Begin EXERCISE MATERIAL

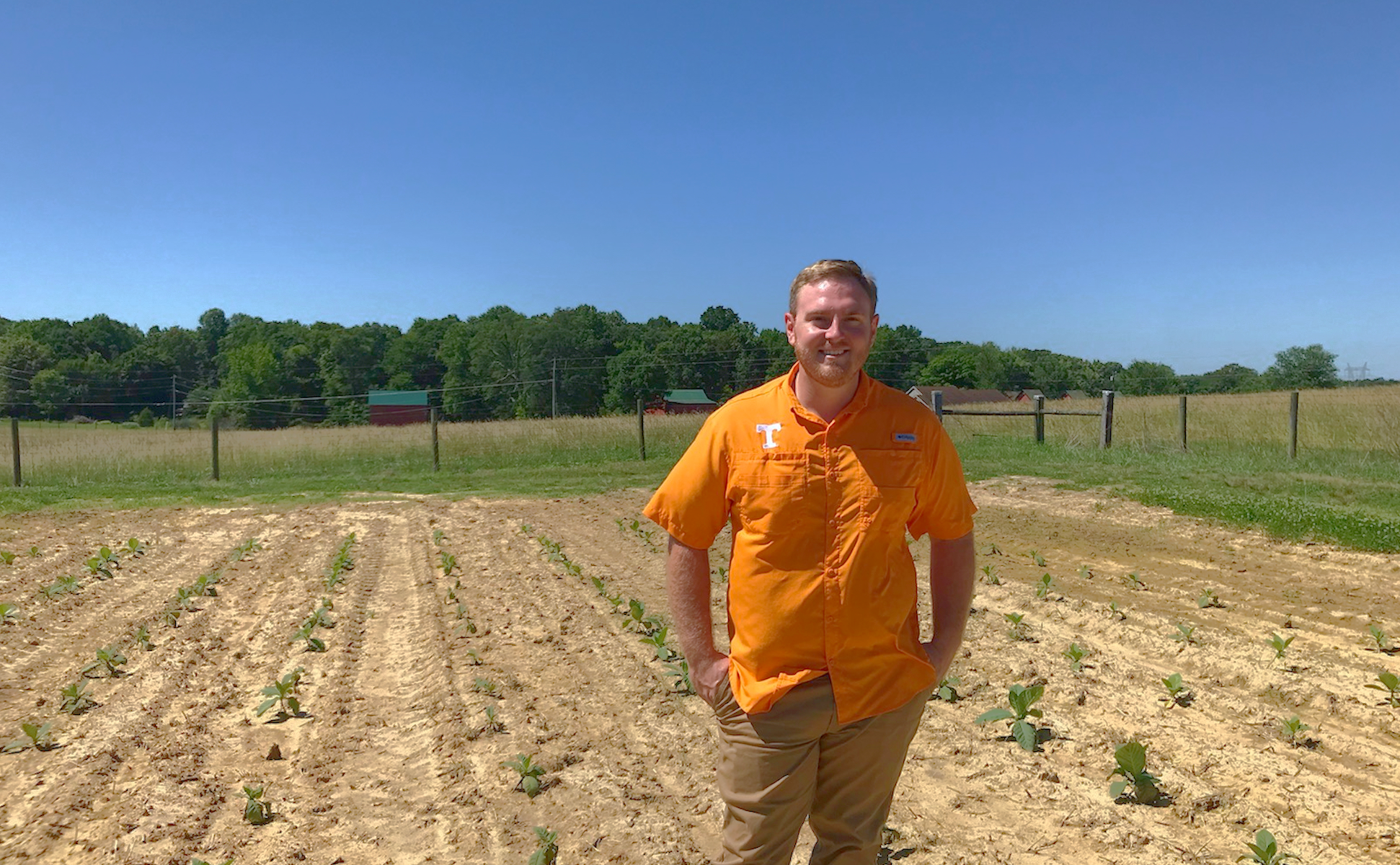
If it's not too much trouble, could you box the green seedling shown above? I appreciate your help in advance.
[1060,642,1089,673]
[501,755,544,799]
[526,826,559,865]
[83,644,126,678]
[0,721,58,755]
[1171,621,1197,649]
[1268,633,1296,661]
[59,679,97,715]
[1235,829,1298,865]
[641,627,676,663]
[1162,673,1192,709]
[1109,742,1162,805]
[1195,589,1225,609]
[1366,673,1400,709]
[666,655,696,697]
[1002,613,1030,641]
[482,704,505,733]
[244,784,272,826]
[975,685,1046,752]
[256,666,305,721]
[1278,715,1312,748]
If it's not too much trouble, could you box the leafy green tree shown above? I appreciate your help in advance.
[1264,343,1339,389]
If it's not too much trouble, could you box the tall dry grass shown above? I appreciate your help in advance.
[945,385,1400,456]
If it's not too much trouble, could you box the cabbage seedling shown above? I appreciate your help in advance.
[59,679,97,715]
[973,685,1046,752]
[1366,673,1400,709]
[1060,642,1089,673]
[1235,829,1298,865]
[1109,742,1162,805]
[244,784,272,826]
[501,755,544,799]
[526,826,559,865]
[1268,633,1296,661]
[257,666,302,717]
[0,721,58,755]
[83,644,126,678]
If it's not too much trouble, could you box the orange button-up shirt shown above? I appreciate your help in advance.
[644,367,978,724]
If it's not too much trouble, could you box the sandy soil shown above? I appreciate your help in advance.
[0,479,1400,865]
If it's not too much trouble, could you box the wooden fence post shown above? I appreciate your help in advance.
[1099,391,1113,448]
[10,417,24,487]
[1288,391,1298,459]
[428,406,438,471]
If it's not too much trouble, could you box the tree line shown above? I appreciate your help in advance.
[0,305,1350,428]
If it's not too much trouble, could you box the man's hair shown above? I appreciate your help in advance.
[788,259,875,315]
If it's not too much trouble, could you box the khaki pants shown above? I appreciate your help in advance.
[714,676,932,865]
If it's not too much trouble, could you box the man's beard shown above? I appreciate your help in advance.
[794,346,861,388]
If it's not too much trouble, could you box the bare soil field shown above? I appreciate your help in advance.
[0,479,1400,865]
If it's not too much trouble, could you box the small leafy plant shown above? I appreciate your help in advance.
[526,826,559,865]
[1195,589,1225,609]
[1268,633,1296,661]
[1060,642,1089,673]
[1235,829,1298,865]
[975,685,1046,752]
[1366,672,1400,709]
[244,784,272,826]
[1162,673,1192,709]
[59,679,97,715]
[256,666,305,721]
[0,721,58,755]
[501,755,544,799]
[83,644,126,678]
[1109,742,1162,805]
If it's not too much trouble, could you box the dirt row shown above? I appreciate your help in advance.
[0,479,1400,865]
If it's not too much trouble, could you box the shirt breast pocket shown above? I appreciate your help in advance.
[730,453,807,535]
[858,449,923,535]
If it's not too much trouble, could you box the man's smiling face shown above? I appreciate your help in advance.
[783,276,880,388]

End EXERCISE MATERIAL

• **DO THIS**
Reproduce every row above exactly, leaving out the pictures.

• **ANSWER BELOW**
If it's not too much trouble, could you box the green seedling shown above? I appreciate your help in advance.
[1060,642,1089,673]
[501,755,544,799]
[526,826,559,865]
[83,644,126,678]
[0,721,58,755]
[1171,621,1197,649]
[1268,633,1296,661]
[59,679,97,715]
[1235,829,1298,865]
[641,627,676,663]
[1162,673,1192,709]
[1109,742,1162,805]
[1195,589,1225,609]
[1366,673,1400,709]
[666,655,696,697]
[1002,613,1030,641]
[482,704,505,733]
[244,784,272,826]
[975,685,1046,752]
[256,666,305,721]
[1278,715,1312,748]
If it's not too much trouble, could you box the leafy green tree shown above? I appreciate your help in advance.
[1264,343,1339,389]
If it's not too much trouble, could you box the tall dry grass shown above? I appreciate your help in advance.
[945,385,1400,456]
If it's not too much trouble, could you box the cabbage seedling shown above? I appreciate your help in advance.
[59,679,97,715]
[973,685,1046,752]
[1366,673,1400,709]
[1060,642,1089,673]
[1235,829,1298,865]
[1109,742,1162,805]
[244,784,272,826]
[501,755,544,799]
[526,826,559,865]
[1268,633,1296,661]
[257,666,302,717]
[0,721,58,755]
[83,644,126,678]
If it's not too much trouble, could you box the orange button-up shirt shown above? I appreciate your help in advance.
[644,367,978,724]
If it's not too much trouble, could you box the sandy soil shown above? I appreciate your help in advance.
[0,479,1400,865]
If it's not too much trouble, could you box the wooden fence post shown above? I appreciate your help in advance.
[1099,391,1113,448]
[10,417,24,487]
[1288,391,1298,459]
[428,406,438,471]
If it's not too much trouble, could you box the tree line shown above? I appreciate your help in advance.
[0,305,1350,428]
If it's not too much trouble, could you box the man's hair shown above? I appreciate your help in advance.
[788,259,875,315]
If it's not too much trouble, could you box the khaki pants shown above? I appreciate your help in advance.
[714,676,932,865]
If it's not too much trouble, could you box the man's beard shown above? I appreciate your help in advance.
[794,346,861,388]
If it's not too much trouble, could you box the bare soil field shown above? I appreciate your help in advance.
[0,479,1400,865]
If it's not too much trouble, could you box the small leafy plant shown above? I appreciate your help in advance.
[526,826,559,865]
[1195,589,1225,609]
[1268,633,1296,661]
[1060,642,1089,673]
[1235,829,1298,865]
[975,685,1046,752]
[1366,672,1400,709]
[244,784,272,826]
[1162,673,1192,709]
[59,679,97,715]
[256,666,305,721]
[0,721,58,755]
[501,755,544,799]
[83,644,126,678]
[1109,742,1162,805]
If it's not too much trouble, could you box the dirt row shown above? I appreciate your help in advance.
[0,479,1400,865]
If it's not too much trouble, could you box the shirt breast pocket shown above? I appreciate your help in advance.
[730,453,807,535]
[858,449,923,535]
If it's not too much trouble, could you box the man's smiling face shown above? I appreciate your help in advance.
[783,276,880,388]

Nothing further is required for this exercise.